### [Work to complete]
In the data below, retype exactly the line that contains "--target sausage" and every line after it, through the last.
=== Section Start ===
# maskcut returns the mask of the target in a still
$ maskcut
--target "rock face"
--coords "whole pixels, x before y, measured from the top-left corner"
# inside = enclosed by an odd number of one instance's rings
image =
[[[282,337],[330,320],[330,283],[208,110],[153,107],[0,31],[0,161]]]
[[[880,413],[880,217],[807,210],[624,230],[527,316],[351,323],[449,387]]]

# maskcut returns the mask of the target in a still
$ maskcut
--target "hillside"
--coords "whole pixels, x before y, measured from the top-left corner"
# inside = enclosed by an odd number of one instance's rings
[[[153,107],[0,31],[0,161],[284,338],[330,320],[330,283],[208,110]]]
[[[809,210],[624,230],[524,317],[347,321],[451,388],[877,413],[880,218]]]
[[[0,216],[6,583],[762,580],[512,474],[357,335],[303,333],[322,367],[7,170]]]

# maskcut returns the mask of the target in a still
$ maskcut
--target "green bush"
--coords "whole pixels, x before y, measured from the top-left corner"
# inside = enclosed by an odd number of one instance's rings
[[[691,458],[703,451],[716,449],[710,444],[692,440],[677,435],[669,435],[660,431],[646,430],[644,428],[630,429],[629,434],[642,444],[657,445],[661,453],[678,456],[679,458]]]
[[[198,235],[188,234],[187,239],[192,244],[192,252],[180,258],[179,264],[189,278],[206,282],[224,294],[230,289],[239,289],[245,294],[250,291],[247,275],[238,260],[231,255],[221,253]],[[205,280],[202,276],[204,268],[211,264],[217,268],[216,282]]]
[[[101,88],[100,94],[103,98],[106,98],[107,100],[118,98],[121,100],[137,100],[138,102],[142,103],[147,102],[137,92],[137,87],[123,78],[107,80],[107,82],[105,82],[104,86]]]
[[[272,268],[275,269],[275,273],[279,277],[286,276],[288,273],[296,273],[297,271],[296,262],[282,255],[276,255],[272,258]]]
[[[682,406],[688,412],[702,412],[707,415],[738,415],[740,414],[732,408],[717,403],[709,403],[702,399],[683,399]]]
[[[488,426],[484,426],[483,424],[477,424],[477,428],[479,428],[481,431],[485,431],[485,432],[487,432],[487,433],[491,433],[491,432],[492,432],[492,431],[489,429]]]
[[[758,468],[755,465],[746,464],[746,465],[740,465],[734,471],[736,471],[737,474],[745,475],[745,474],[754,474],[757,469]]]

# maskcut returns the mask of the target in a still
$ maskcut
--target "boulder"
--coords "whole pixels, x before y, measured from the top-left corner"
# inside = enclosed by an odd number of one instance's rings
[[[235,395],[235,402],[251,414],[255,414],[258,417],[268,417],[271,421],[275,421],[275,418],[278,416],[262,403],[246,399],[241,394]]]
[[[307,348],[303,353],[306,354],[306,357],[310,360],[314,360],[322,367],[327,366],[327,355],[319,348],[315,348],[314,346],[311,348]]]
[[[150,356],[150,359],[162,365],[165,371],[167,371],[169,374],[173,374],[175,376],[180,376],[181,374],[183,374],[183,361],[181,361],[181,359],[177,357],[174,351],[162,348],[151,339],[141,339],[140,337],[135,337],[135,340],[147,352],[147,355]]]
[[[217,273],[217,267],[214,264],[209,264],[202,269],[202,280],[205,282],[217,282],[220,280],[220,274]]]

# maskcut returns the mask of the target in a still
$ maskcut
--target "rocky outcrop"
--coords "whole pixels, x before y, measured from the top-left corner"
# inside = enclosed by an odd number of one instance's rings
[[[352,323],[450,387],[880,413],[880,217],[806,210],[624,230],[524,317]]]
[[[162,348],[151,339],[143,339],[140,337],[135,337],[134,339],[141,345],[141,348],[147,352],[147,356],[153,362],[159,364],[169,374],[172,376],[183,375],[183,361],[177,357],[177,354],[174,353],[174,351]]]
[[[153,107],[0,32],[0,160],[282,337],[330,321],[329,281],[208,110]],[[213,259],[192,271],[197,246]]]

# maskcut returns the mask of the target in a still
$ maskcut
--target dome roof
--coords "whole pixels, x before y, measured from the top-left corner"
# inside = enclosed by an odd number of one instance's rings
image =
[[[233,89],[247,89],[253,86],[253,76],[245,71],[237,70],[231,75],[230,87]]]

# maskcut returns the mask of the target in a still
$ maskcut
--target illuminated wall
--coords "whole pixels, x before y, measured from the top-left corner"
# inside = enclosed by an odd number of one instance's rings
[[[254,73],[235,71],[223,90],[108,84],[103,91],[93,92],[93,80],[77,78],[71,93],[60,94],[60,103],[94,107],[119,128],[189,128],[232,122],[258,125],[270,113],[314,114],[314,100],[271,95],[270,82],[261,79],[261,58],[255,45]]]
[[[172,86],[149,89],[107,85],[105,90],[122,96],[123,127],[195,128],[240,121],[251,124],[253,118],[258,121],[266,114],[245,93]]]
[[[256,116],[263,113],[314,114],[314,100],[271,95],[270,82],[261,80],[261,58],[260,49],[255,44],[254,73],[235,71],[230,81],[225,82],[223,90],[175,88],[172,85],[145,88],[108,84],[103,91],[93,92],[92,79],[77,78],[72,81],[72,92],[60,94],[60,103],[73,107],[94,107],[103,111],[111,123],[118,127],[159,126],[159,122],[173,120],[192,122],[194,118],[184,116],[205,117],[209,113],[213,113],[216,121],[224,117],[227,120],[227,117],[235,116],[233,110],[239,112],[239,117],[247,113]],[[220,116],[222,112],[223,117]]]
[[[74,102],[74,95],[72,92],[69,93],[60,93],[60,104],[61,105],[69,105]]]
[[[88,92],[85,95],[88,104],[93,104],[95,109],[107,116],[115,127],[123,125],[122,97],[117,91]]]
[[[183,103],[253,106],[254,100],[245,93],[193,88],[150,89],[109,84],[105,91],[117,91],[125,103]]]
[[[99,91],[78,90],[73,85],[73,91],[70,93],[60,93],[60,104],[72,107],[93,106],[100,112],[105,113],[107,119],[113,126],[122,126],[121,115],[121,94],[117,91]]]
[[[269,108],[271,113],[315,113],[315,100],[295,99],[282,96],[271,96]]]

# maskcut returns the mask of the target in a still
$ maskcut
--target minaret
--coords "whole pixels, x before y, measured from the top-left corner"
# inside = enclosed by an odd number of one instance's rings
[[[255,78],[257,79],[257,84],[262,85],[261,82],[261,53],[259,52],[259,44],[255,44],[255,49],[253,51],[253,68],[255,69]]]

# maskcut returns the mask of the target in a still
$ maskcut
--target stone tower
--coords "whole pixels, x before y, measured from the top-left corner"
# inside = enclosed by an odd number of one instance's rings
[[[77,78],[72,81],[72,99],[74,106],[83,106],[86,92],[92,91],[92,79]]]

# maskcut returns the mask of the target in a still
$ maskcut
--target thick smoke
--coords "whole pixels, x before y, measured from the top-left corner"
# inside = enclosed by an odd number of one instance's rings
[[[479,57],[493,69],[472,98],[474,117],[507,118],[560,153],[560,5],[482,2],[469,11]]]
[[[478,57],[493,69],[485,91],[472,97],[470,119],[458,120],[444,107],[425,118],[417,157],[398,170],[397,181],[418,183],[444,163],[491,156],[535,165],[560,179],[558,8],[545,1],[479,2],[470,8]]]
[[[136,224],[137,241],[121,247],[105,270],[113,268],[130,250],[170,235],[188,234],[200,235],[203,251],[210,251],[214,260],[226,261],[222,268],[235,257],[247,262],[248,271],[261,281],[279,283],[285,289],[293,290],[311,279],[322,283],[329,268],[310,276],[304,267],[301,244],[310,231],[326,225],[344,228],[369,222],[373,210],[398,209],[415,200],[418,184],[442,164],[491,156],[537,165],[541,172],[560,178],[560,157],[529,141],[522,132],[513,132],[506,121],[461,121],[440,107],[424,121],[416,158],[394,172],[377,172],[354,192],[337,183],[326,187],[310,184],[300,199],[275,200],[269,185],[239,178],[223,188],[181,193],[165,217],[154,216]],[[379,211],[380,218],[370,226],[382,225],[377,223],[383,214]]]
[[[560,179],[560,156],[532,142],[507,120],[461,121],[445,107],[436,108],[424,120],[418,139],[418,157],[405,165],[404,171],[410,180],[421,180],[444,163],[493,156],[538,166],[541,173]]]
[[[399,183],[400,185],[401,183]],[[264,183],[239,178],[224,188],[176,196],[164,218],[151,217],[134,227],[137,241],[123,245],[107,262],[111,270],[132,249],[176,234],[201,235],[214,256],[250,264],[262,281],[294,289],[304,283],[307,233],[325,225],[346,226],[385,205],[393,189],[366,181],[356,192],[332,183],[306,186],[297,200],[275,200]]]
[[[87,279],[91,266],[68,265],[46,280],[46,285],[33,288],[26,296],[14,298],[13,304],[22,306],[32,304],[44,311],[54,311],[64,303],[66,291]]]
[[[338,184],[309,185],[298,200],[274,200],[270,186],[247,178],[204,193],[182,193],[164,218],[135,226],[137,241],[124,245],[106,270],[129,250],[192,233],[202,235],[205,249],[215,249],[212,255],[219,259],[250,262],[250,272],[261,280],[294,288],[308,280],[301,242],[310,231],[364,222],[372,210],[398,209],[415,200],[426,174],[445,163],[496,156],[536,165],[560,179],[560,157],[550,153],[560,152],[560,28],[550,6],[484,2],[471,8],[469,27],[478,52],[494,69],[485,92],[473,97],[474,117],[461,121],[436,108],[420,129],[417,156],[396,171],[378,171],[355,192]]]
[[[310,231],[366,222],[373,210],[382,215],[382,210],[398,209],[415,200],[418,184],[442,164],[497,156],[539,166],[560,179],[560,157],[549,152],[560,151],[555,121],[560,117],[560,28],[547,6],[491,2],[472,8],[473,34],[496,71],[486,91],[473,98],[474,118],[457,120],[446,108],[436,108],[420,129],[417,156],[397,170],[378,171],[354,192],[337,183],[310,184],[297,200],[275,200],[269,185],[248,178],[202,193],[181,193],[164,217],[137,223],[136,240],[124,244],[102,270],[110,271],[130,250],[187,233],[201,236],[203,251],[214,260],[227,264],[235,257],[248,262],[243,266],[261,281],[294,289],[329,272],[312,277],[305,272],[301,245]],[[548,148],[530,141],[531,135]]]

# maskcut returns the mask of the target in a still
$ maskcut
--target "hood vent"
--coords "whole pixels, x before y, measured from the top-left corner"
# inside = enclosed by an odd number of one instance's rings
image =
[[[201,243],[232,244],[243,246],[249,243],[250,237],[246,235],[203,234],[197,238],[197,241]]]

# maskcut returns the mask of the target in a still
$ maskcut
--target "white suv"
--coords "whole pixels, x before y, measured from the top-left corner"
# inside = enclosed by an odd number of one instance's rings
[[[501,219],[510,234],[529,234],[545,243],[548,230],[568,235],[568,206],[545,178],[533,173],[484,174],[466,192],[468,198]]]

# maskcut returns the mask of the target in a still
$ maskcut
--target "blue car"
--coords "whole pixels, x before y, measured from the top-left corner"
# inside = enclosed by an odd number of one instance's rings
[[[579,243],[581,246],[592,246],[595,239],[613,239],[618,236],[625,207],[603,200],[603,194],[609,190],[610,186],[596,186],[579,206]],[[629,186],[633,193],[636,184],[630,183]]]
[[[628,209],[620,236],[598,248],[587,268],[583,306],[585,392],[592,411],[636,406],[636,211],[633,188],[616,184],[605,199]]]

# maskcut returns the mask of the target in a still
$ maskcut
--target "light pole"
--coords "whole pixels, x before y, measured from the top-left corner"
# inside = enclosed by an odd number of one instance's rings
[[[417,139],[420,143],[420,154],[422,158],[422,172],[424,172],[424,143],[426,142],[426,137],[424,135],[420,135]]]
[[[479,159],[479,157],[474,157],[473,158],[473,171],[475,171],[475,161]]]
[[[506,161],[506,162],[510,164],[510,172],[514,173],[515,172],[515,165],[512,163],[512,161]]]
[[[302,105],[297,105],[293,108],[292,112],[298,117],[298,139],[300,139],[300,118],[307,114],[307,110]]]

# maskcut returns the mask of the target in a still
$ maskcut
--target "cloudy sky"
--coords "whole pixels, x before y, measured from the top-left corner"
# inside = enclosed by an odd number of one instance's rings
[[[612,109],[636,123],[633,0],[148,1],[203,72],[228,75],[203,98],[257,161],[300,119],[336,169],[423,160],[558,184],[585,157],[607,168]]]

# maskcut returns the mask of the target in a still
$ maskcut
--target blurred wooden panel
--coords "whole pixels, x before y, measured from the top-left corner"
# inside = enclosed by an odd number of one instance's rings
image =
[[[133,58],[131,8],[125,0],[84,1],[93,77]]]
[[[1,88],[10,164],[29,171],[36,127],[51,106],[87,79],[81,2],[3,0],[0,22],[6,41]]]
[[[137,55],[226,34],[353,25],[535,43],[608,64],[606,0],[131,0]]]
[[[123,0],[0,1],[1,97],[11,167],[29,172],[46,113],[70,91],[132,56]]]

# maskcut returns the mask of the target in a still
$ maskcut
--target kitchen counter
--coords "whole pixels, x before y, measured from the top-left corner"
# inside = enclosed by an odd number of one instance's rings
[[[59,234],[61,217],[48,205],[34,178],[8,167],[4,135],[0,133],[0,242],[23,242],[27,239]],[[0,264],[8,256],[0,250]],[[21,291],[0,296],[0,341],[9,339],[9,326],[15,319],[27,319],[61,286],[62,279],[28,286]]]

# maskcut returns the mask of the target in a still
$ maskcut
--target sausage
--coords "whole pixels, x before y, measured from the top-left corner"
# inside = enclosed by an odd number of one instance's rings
=== Section End ===
### [Exercise answer]
--target sausage
--coords "whole pixels, x before y, measured from the top-left corner"
# inside = enclosed by an odd number of one instance's rings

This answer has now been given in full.